__INSTRUCTION__. Reproduce the entries below, changing every occurrence of "thickest" to "widest" and keeping all other text the same.

┌────────

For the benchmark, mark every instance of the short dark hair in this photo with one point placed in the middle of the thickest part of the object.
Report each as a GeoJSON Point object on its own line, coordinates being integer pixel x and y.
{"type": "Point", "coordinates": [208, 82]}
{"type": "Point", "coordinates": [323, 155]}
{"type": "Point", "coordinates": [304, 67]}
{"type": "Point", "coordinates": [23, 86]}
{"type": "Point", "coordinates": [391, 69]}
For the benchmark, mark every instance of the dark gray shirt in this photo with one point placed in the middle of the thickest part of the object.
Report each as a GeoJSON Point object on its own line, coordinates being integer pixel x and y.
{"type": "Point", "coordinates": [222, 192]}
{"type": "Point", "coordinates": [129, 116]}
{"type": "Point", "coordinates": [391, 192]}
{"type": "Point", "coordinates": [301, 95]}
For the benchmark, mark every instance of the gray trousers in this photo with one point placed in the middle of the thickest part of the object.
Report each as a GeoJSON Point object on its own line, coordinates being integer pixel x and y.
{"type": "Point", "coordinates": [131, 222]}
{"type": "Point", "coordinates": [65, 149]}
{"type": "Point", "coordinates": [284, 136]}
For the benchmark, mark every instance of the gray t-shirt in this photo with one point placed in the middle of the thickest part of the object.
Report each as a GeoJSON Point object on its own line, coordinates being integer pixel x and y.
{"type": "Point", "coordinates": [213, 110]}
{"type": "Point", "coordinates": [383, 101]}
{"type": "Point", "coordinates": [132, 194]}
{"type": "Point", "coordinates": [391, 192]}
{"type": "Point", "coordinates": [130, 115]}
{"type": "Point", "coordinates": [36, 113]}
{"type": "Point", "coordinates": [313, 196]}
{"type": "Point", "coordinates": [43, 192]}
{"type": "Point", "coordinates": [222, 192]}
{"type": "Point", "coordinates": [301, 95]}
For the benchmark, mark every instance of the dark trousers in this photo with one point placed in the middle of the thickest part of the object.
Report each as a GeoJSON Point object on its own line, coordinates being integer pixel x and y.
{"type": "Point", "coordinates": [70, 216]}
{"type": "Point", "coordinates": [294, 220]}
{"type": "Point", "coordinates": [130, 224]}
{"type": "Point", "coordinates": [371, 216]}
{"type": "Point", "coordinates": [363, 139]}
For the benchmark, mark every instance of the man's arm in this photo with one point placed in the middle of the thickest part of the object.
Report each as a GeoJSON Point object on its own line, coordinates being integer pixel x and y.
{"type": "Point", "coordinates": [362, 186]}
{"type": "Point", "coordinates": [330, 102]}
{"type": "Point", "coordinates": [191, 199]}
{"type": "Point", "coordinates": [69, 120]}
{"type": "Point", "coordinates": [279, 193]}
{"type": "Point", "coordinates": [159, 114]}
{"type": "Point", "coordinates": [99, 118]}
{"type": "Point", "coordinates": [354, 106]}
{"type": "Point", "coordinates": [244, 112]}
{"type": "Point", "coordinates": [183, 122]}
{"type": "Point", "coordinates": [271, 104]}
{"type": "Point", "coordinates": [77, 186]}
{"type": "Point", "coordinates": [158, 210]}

└────────

__SOLUTION__.
For the benchmark, mark every instance of the short dark hair in this photo with one point placed in the middle of the widest part of the object.
Report each as a GeoJSON Point object on its own line, coordinates being integer pixel x and y.
{"type": "Point", "coordinates": [208, 82]}
{"type": "Point", "coordinates": [323, 155]}
{"type": "Point", "coordinates": [304, 67]}
{"type": "Point", "coordinates": [23, 86]}
{"type": "Point", "coordinates": [391, 69]}
For the benchmark, mark every instance of the dark gray shirt in this photo with one point placed in the middle of the widest part of the object.
Report each as a GeoJSON Point object on its own line, coordinates being integer pixel x and y.
{"type": "Point", "coordinates": [222, 192]}
{"type": "Point", "coordinates": [129, 116]}
{"type": "Point", "coordinates": [391, 192]}
{"type": "Point", "coordinates": [301, 95]}
For the benchmark, mark every instance of the gray trousers in this photo with one point placed in the middle of the widest part of the object.
Report each as a GeoJSON Point object on its own line, coordinates being integer pixel x and y.
{"type": "Point", "coordinates": [131, 222]}
{"type": "Point", "coordinates": [65, 149]}
{"type": "Point", "coordinates": [284, 136]}
For the benchmark, mark every instance of the gray t-shirt in this photo with one point placed in the middle of the widest part of the object.
Report each as a GeoJSON Point object on its own line, coordinates being integer pixel x and y.
{"type": "Point", "coordinates": [213, 110]}
{"type": "Point", "coordinates": [383, 101]}
{"type": "Point", "coordinates": [132, 194]}
{"type": "Point", "coordinates": [391, 192]}
{"type": "Point", "coordinates": [130, 115]}
{"type": "Point", "coordinates": [36, 113]}
{"type": "Point", "coordinates": [313, 196]}
{"type": "Point", "coordinates": [43, 192]}
{"type": "Point", "coordinates": [222, 192]}
{"type": "Point", "coordinates": [301, 95]}
For the benchmark, mark every instance of the dark trousers in this photo with one point placed in the middle of the widest part of the object.
Report each as a GeoJSON Point object on its own line, coordinates being integer pixel x and y.
{"type": "Point", "coordinates": [70, 216]}
{"type": "Point", "coordinates": [294, 220]}
{"type": "Point", "coordinates": [130, 224]}
{"type": "Point", "coordinates": [371, 216]}
{"type": "Point", "coordinates": [363, 139]}
For the benchmark, mark every instance of the man's arm in this photo with one point placed in the middle of the widest part of the object.
Report each as a GeoJSON Point object on its own line, coordinates being integer pixel x and y.
{"type": "Point", "coordinates": [362, 186]}
{"type": "Point", "coordinates": [330, 102]}
{"type": "Point", "coordinates": [191, 199]}
{"type": "Point", "coordinates": [69, 120]}
{"type": "Point", "coordinates": [279, 193]}
{"type": "Point", "coordinates": [159, 114]}
{"type": "Point", "coordinates": [99, 118]}
{"type": "Point", "coordinates": [354, 106]}
{"type": "Point", "coordinates": [244, 112]}
{"type": "Point", "coordinates": [183, 122]}
{"type": "Point", "coordinates": [271, 104]}
{"type": "Point", "coordinates": [77, 186]}
{"type": "Point", "coordinates": [158, 210]}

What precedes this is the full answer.